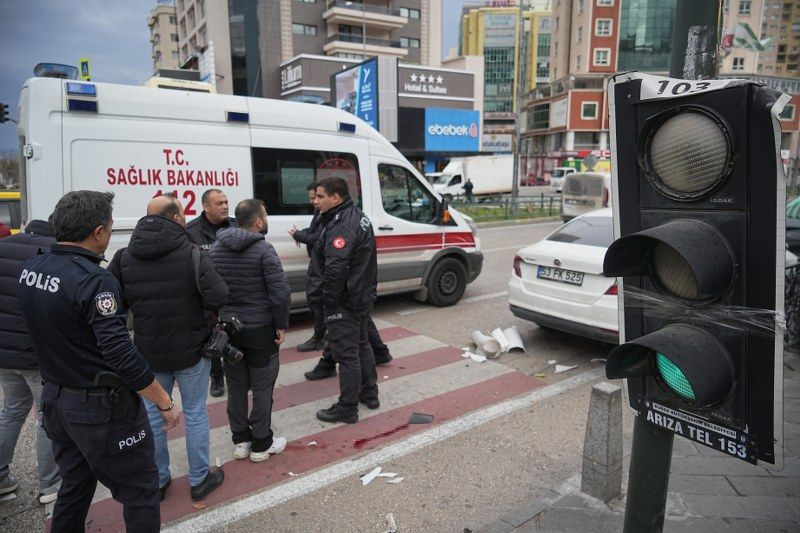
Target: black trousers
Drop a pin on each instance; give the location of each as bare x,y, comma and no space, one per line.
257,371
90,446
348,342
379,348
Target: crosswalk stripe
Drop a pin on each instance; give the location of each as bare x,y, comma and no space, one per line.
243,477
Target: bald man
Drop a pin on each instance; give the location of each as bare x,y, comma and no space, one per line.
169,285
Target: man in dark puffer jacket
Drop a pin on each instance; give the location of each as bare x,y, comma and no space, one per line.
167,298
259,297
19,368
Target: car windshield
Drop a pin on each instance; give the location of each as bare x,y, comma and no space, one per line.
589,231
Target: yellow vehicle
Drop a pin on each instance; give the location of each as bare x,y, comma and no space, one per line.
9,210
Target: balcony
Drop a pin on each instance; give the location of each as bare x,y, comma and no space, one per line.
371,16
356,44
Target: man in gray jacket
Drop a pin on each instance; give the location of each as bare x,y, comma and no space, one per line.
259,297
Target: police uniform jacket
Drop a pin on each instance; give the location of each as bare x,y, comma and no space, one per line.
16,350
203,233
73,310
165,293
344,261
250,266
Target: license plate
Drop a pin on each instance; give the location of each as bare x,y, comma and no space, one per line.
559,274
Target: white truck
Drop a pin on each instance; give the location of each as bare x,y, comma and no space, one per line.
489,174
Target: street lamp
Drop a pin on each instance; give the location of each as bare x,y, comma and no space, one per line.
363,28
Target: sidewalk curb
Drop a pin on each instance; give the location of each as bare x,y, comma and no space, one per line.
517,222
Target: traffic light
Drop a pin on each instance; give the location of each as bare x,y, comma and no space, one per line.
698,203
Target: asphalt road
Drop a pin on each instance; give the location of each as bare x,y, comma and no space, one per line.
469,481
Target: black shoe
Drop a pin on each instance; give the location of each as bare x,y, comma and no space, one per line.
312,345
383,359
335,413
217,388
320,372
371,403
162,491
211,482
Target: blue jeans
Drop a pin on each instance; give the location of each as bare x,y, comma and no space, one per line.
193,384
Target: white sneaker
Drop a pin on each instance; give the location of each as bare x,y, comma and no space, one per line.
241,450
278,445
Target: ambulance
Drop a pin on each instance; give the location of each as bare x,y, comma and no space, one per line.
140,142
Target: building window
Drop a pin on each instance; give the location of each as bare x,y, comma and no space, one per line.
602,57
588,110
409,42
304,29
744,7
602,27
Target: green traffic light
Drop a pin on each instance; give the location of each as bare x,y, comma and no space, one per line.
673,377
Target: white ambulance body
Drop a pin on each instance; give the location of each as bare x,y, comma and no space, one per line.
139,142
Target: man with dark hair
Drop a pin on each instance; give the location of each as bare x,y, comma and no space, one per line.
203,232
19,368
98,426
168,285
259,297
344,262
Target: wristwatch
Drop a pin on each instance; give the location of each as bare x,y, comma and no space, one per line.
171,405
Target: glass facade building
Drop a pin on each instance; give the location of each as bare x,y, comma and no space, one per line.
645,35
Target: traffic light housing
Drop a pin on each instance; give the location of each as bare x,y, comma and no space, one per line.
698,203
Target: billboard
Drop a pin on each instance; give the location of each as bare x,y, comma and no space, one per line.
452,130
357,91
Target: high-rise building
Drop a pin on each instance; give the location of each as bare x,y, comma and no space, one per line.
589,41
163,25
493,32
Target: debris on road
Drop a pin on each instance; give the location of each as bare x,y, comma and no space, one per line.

> [Required action]:
Go through the listing above and retype each line exactly, apart from the pictures.

> [Answer to the exercise]:
Target: black trousers
Drop a pin on each instance; give the location of each as bare x,y, comma and no space, one per line.
257,371
90,446
348,342
379,348
Target: crosswalk stripe
Drop a pin on each instance; give the location of each as bare x,y, comma and no space, one per line.
243,477
Target: bald man
Drop a pin on each instance; give the location of each as bare x,y, comma and no space, one per line.
169,285
Target: man in dark puffer jacket
Drop a pin on each instance; give the location of each as bare x,y, comma and no space, one per line.
167,298
259,297
19,368
Target: car windshield
Drop a pin on each instance; give the location of each as bare x,y, comma and no space, one per line.
589,231
Target: yellow vehicle
Drop a pin on each instance; give the location of each as bare x,y, comma and no space, one per line.
9,210
Target: balcony
Drop a pin on each instance; give the location of each as bare x,y, comma and no space, one per line.
371,16
356,44
Target: man in gray jacket
Drop a pin on each instance; give the location of each as bare x,y, comma and no space, one per line.
259,297
Target: police uniform jacket
Drop a pin on each instance; give the location of each as bare x,y, comma and no space, one per line.
16,350
203,233
73,310
165,293
344,261
250,266
Target: license plate
Drop a pin on each instance; give the location of each as bare x,y, comma and no space, one per line.
559,274
Target: white truck
Drop a pin on each instance; give the location of each as bare x,y, comma and no space, one per line.
489,174
Target: street lamp
Drop a pin on each instance; give the location of each as bare x,y, comma and no space, one per line.
363,28
Target: sidewalk curb
Drop a pin on each instance; give the location of each as bare x,y, comma and no space, one per line.
517,222
Target: traffic light
Drop a pin on each instance; give the location of each as bare x,y, comma and no space, one per line.
698,203
Target: asphalt road
Drop a pin on each instance; give the location of each as bare x,y, comma and no space, one per line.
469,481
Target: black shoe
Drop a pin on each instance; give the location of each as bare x,y, comma and no space, one per line.
312,345
383,359
335,413
217,388
320,372
371,403
162,491
211,482
Target: blue jeans
Drop a pin on each instance; give the location of each as bare x,y, comma and no space, one per line.
193,384
Target: white sneaker
Drop a pin on each instance; give the location of each as bare x,y, comma and no space, one per line.
241,450
278,445
Target: ambulance
Drop a pin on each instance; give the location of each as bare x,y, comma and no space, one per line.
140,142
Target: building window
Drop a pin on each instance; give the location of each as bare x,y, comma and no space, one per line.
602,57
588,110
409,42
304,29
744,7
602,27
Target: green traffic light
Drop a pin on each instance; give the location of each as bare x,y, comma and no space, one per line.
673,377
Target: white ambulance body
Drop a pin on each instance; give the location of each as bare x,y, comma and no space, one per line.
139,142
Target: man with dark hair
Drop a pin on each instance; give the location of each as bare x,y, comma and no space, one per line.
203,232
19,368
98,426
168,285
259,297
344,262
Target: wristwatch
Drop a pin on each instance; give the location of each as bare x,y, comma and no space, one per line.
171,405
Target: glass facade building
Drop a pin on each instance; give the location of each as bare x,y, comma and no space, one per line.
645,35
Target: traffic light housing
Drop a pin on each instance; give the location of each as bare x,y, comma and no space, one per line.
698,203
Target: billboard
Drop a pin on each instance; give the location of each as bare x,y, comma and no space, one per line.
452,130
357,91
Target: high-rise building
Drop a pin on each instance; give the location of each as bare x,y, comma and no space, one per line.
589,41
163,25
493,32
Target: debris on road
Drop a pin on each instance; give the location of each as bare x,y, comma and no space, one per line.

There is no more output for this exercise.